**TEXTO DO DOCUMENTO:**
+++
Único domínio biogeográfico 100% brasileiro e predominante no centro do Nordeste e no Norte de Minas Gerais – ocupando em torno de 10% do território nacional –, a caatinga, historicamente, foi injustiçada no imaginário popular brasileiro. Retratada como uma paisagem degradada e sem água, solo ressequido e pobreza ambiental, ela abriga diversos tipos de vegetação adaptados à semiaridez que são, em verdade, bastante ricos em espécies e endemismos. Baseado na aparência em períodos de seca, quando a vegetação da caatinga perde as suas folhas, o estereótipo trouxe consequências para o maior domínio biogeográfico semiárido da América do Sul, sendo pouco valorizado, estudado e preservado ao longo dos séculos.
Nas últimas décadas, todavia, os cientistas têm se debruçado sobre a fauna e a flora da caatinga e descoberto que a “mata branca” possui muito mais cores do que define o nome de origem tupi-guarani. Um estudo publicado no periódico internacional The Botanical Review, do Jardim Botânico de Nova Iorque, coordenado por pesquisadores da Universidade Federal do Ceará (UFC) e em colaboração com cientistas de outras universidades brasileiras propõe novos mapas da Caatinga que destacam a riqueza e a distribuição de sua biodiversidade.
Coordenada pelo professor Marcelo Moro, do Instituto de Ciências do Mar (LABOMAR) da UFC, a pesquisa traz uma nova regionalização da caatinga, levando em consideração aspectos relacionados ao relevo e à distribuição das espécies que a habitam. Com isso, foram produzidos dois novos mapas: um geomorfológico, mostrando as grandes unidades de relevo da caatinga, e um biogeográfico, propondo a subdivisão da caatinga em pedaços menores, ou distritos biogeográficos.
+++
**INFORMAÇÕES EXTRAÍDAS:**
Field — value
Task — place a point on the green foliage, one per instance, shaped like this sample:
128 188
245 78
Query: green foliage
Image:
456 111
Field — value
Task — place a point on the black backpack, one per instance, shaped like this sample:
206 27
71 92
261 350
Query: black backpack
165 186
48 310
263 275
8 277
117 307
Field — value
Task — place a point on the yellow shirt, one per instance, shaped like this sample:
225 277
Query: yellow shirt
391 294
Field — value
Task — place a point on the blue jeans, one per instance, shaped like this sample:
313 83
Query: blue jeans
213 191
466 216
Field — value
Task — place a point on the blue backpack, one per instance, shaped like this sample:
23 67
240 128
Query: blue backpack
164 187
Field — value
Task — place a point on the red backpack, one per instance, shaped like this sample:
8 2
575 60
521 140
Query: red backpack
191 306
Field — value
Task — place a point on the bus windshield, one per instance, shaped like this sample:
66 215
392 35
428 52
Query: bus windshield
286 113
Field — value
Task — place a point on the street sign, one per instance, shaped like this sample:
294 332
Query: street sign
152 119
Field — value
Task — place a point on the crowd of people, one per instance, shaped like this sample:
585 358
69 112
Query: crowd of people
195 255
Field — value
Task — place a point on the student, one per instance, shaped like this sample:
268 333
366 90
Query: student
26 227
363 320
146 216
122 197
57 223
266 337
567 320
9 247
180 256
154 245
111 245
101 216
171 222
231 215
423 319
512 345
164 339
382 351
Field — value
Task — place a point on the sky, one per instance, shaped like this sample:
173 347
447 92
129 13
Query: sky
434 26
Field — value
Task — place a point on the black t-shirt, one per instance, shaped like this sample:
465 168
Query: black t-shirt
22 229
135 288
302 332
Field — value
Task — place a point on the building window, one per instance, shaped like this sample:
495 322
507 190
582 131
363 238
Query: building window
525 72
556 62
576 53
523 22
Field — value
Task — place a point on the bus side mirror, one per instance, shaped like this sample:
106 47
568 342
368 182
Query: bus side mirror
+++
**TAREFAS A REALIZAR:**
a - Segundo o texto sobre a caatinga, quem coordenou a pesquisa que propõe uma nova regionalização desse domínio?
b - Dê continuidade ao texto sobre a caatinga a partir de sua última frase.

**RESULTADOS POR TAREFA:**
a - O professor Marcelo Moro, do Instituto de Ciências do Mar (LABOMAR) da UFC.

b -
“A caatinga não é uma coisa só, há muitas ‘caatingas’: há a dos terrenos rasos pedregosos da Depressão Sertaneja, a de areia nas grandes bacias sedimentares, como a do Tucano-Jatobá, onde ocorreu a guerra de Canudos, e há até as dunas continentais do rio São Francisco, no meio da Bahia, trazendo surpresas inesperadas ao viajante”, exemplifica o professor Marcelo Moro.
Ao todo, os mapas levaram oito anos para serem elaborados e contaram com contribuições de botânicos e geógrafos.
NOVA PROPOSTA DE DIVISÃO
Na proposta dos pesquisadores, a caatinga é dividida em 12 subunidades biogeográficas com particularidades próprias: Distrito Ibiapaba-Piauí, Distrito Araripe, Distrito Tucano-Jatobá, Distrito Dunas do São Francisco, Distrito Peruaçu, Distrito Potiguar, Distrito Borborema, Distrito Depressão Sertaneja Norte, Distrito Depressão Sertaneja Sul, Distrito Irecê, Província Chapada Diamantina e Região Costeira da caatinga.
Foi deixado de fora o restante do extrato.